→ **Record set**:

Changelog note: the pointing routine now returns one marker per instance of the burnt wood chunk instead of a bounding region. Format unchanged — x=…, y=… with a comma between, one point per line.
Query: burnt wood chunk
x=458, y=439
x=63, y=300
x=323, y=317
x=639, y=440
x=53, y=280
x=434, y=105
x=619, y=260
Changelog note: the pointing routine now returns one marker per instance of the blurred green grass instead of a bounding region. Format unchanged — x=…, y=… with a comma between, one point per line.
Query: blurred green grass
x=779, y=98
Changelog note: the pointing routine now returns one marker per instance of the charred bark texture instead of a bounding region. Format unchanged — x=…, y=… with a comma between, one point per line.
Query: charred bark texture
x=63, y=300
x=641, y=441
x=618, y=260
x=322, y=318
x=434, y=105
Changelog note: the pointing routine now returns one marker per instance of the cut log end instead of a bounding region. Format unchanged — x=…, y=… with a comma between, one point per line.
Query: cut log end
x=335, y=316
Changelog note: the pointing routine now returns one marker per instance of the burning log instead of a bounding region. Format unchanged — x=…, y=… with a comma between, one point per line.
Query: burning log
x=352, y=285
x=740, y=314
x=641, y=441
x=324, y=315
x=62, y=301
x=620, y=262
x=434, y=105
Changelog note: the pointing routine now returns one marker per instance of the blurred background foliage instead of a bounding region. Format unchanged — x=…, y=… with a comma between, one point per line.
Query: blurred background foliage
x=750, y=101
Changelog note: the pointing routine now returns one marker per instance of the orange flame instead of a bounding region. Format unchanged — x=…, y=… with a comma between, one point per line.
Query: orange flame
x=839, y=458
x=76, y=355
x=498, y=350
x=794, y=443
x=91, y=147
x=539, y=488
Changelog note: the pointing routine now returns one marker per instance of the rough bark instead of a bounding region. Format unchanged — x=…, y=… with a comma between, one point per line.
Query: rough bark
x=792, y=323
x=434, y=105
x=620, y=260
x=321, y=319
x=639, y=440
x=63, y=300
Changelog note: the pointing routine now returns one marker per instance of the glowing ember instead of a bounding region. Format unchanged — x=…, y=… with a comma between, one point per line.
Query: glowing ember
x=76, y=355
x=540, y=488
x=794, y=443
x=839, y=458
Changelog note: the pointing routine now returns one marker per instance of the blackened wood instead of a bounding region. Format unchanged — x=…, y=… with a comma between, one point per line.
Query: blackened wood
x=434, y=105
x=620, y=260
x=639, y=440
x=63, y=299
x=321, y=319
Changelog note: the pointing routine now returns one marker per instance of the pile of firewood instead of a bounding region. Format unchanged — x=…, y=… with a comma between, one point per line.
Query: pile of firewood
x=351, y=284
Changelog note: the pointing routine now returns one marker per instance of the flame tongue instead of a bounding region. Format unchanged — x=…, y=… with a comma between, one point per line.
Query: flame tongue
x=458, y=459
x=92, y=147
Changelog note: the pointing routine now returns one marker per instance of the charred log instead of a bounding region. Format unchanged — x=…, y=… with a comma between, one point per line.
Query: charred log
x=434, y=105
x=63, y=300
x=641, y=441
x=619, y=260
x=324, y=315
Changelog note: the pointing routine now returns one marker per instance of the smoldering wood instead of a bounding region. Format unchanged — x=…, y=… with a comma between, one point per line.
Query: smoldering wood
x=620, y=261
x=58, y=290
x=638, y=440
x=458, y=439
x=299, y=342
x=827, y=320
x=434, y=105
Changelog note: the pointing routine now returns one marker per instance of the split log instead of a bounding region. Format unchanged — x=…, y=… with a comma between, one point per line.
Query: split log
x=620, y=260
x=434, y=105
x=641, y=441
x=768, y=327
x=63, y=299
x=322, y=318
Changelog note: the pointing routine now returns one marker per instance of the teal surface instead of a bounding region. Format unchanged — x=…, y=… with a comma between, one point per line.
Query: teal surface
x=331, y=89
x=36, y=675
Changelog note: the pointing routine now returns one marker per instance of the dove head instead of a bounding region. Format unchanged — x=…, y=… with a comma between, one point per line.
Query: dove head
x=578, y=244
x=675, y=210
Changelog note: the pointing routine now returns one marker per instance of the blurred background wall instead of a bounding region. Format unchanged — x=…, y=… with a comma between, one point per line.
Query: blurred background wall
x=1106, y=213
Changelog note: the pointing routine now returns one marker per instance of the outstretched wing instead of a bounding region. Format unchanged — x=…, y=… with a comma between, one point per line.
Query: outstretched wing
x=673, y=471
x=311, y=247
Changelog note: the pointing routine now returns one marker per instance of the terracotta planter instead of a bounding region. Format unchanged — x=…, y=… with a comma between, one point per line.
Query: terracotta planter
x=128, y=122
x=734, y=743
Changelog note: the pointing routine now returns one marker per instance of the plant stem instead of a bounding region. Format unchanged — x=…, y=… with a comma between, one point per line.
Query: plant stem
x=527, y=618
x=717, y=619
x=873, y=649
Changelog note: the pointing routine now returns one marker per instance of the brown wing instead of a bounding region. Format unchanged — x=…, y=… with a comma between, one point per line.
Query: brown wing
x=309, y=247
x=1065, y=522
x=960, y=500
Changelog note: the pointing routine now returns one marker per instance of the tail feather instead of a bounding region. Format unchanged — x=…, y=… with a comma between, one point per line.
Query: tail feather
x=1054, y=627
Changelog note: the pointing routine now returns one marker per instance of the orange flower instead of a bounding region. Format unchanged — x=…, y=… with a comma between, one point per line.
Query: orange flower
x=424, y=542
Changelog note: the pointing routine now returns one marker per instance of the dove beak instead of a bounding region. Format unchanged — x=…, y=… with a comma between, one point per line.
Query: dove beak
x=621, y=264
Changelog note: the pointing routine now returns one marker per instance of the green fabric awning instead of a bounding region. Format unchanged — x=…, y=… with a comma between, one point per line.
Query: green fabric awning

→ **What is expected**: Lay out every line of the records above as a Markdown table with the columns Row and Line, numbering the rows and skipping blank lines.

→ **Full response**:
| Row | Line |
|---|---|
| 1 | Changelog note: the pointing routine now returns one marker per instance of the burnt wood chunk instead of a bounding region. Format unchanged — x=…, y=… with a comma between, one point per line. |
| 2 | Query: burnt wood chunk |
| 3 | x=458, y=439 |
| 4 | x=63, y=300 |
| 5 | x=323, y=317 |
| 6 | x=639, y=440 |
| 7 | x=53, y=280 |
| 8 | x=434, y=105 |
| 9 | x=619, y=260 |
| 10 | Changelog note: the pointing routine now returns one marker per instance of the blurred green grass instead of a bounding region. Format unchanged — x=…, y=… with a comma between, one point per line. |
| 11 | Query: blurred green grass |
| 12 | x=779, y=98 |
| 13 | Changelog note: the pointing routine now returns one marker per instance of the charred bark texture instead of a bounding region. Format unchanged — x=…, y=… with a comma between, one point per line. |
| 14 | Query: charred bark texture |
| 15 | x=63, y=300 |
| 16 | x=641, y=441 |
| 17 | x=618, y=260 |
| 18 | x=322, y=318 |
| 19 | x=434, y=105 |
| 20 | Changelog note: the pointing routine now returns one marker per instance of the cut log end instead of a bounding region. Format unchanged — x=…, y=… with a comma between, one point per line. |
| 21 | Query: cut log end |
| 22 | x=335, y=316 |
| 23 | Changelog note: the pointing routine now returns one marker per instance of the burning log instead of a bounding region. Format unchanged — x=…, y=… with a comma between, one point per line. |
| 24 | Query: burning log |
| 25 | x=352, y=285 |
| 26 | x=740, y=314 |
| 27 | x=641, y=441 |
| 28 | x=324, y=315 |
| 29 | x=62, y=301 |
| 30 | x=620, y=262 |
| 31 | x=434, y=105 |
| 32 | Changelog note: the pointing routine now returns one marker per instance of the blurred background foliage instead of a bounding region. Format unchanged — x=…, y=… with a comma between, one point per line. |
| 33 | Query: blurred background foliage |
| 34 | x=750, y=101 |
| 35 | Changelog note: the pointing routine now returns one marker per instance of the orange flame instead of a bounding region. Format unchanged — x=…, y=… with a comma between, one point per line. |
| 36 | Query: orange flame |
| 37 | x=839, y=458 |
| 38 | x=76, y=355 |
| 39 | x=498, y=350 |
| 40 | x=794, y=443 |
| 41 | x=91, y=147 |
| 42 | x=539, y=488 |
| 43 | Changelog note: the pointing routine now returns one marker per instance of the rough bark instead of a bounding region. Format unchanged — x=…, y=… with a comma between, one point per line. |
| 44 | Query: rough bark |
| 45 | x=792, y=323 |
| 46 | x=434, y=105 |
| 47 | x=620, y=260 |
| 48 | x=321, y=319 |
| 49 | x=639, y=440 |
| 50 | x=63, y=300 |
| 51 | Changelog note: the pointing routine now returns one marker per instance of the glowing ember instead of a bounding region. Format unchanged — x=…, y=… with a comma between, one point per line. |
| 52 | Query: glowing ember |
| 53 | x=76, y=355 |
| 54 | x=540, y=488 |
| 55 | x=794, y=443 |
| 56 | x=839, y=458 |
| 57 | Changelog note: the pointing routine now returns one marker per instance of the blackened wood instead of a bounding region. Format unchanged — x=…, y=… with a comma between, one point per line. |
| 58 | Query: blackened wood |
| 59 | x=434, y=105 |
| 60 | x=620, y=260 |
| 61 | x=639, y=440 |
| 62 | x=63, y=299 |
| 63 | x=321, y=319 |
| 64 | Changelog note: the pointing routine now returns one marker per instance of the pile of firewood instead of a bounding region. Format unchanged — x=…, y=… with a comma between, one point per line. |
| 65 | Query: pile of firewood |
| 66 | x=351, y=284 |
| 67 | Changelog note: the pointing routine now returns one marker per instance of the flame tongue instead of a bounding region. Format unchanged — x=…, y=… with a comma between, one point per line. |
| 68 | Query: flame tongue |
| 69 | x=458, y=459 |
| 70 | x=92, y=147 |
| 71 | Changelog note: the pointing routine now returns one marker per instance of the charred log instead of a bounding region. Format unchanged — x=…, y=… with a comma between, one point per line. |
| 72 | Query: charred log |
| 73 | x=434, y=105 |
| 74 | x=63, y=300 |
| 75 | x=641, y=441 |
| 76 | x=619, y=260 |
| 77 | x=324, y=315 |
| 78 | Changelog note: the pointing routine now returns one marker per instance of the smoldering wood instead of a bounding region. Format unchanged — x=…, y=… with a comma between, one point per line. |
| 79 | Query: smoldering wood |
| 80 | x=620, y=261 |
| 81 | x=58, y=290 |
| 82 | x=638, y=440 |
| 83 | x=458, y=439 |
| 84 | x=299, y=342 |
| 85 | x=827, y=320 |
| 86 | x=434, y=105 |
| 87 | Changelog note: the pointing routine now returns one marker per instance of the split log instead of a bounding region. Format unchanged — x=…, y=… with a comma between, one point per line. |
| 88 | Query: split log |
| 89 | x=620, y=260 |
| 90 | x=434, y=105 |
| 91 | x=641, y=441 |
| 92 | x=768, y=327 |
| 93 | x=63, y=299 |
| 94 | x=322, y=318 |
| 95 | Changelog note: the pointing routine now returns one marker per instance of the teal surface instead of a bounding region. Format unchanged — x=…, y=… with a comma between, one point per line. |
| 96 | Query: teal surface |
| 97 | x=331, y=89 |
| 98 | x=36, y=675 |
| 99 | Changelog note: the pointing routine now returns one marker per instance of the dove head instead of a bounding region. Format unchanged — x=…, y=… with a comma between, one point per line. |
| 100 | Query: dove head |
| 101 | x=578, y=244 |
| 102 | x=675, y=210 |
| 103 | Changelog note: the pointing routine now returns one marker per instance of the blurred background wall instead of a bounding region. Format unchanged — x=…, y=… with a comma between, one point per line. |
| 104 | Query: blurred background wall |
| 105 | x=1106, y=213 |
| 106 | Changelog note: the pointing routine now returns one marker per instance of the outstretched wing instead of a bounding region. Format unchanged — x=…, y=… with a comma between, one point per line. |
| 107 | Query: outstretched wing |
| 108 | x=673, y=471 |
| 109 | x=311, y=247 |
| 110 | Changelog note: the pointing routine now returns one marker per instance of the terracotta planter instead of a bounding region. Format unchanged — x=…, y=… with a comma between, one point per line. |
| 111 | Query: terracotta planter |
| 112 | x=128, y=122 |
| 113 | x=734, y=743 |
| 114 | Changelog note: the pointing routine now returns one marker per instance of the plant stem instead of a bounding region. Format unchanged — x=…, y=… with a comma between, one point per line. |
| 115 | Query: plant stem |
| 116 | x=527, y=618 |
| 117 | x=717, y=619 |
| 118 | x=873, y=649 |
| 119 | Changelog note: the pointing routine now returns one marker per instance of the brown wing instead of a bounding region. Format unchanged — x=…, y=… with a comma between, one point per line. |
| 120 | Query: brown wing |
| 121 | x=309, y=247 |
| 122 | x=1065, y=522 |
| 123 | x=960, y=500 |
| 124 | Changelog note: the pointing routine now returns one marker per instance of the tail feather instead of a bounding region. Format unchanged — x=…, y=… with a comma between, one point per line. |
| 125 | Query: tail feather |
| 126 | x=1054, y=627 |
| 127 | Changelog note: the pointing routine now returns one marker per instance of the orange flower instead of a bounding region. Format unchanged — x=…, y=… with a comma between, one point per line. |
| 128 | Query: orange flower |
| 129 | x=424, y=542 |
| 130 | Changelog note: the pointing routine now returns one marker per instance of the dove beak instead of a bounding region. Format unchanged — x=…, y=… with a comma between, one point per line. |
| 131 | Query: dove beak |
| 132 | x=621, y=264 |
| 133 | Changelog note: the pointing routine now returns one marker per instance of the green fabric awning instead of a bounding region. Format unchanged — x=…, y=… with a comma between, one point per line. |
| 134 | Query: green fabric awning |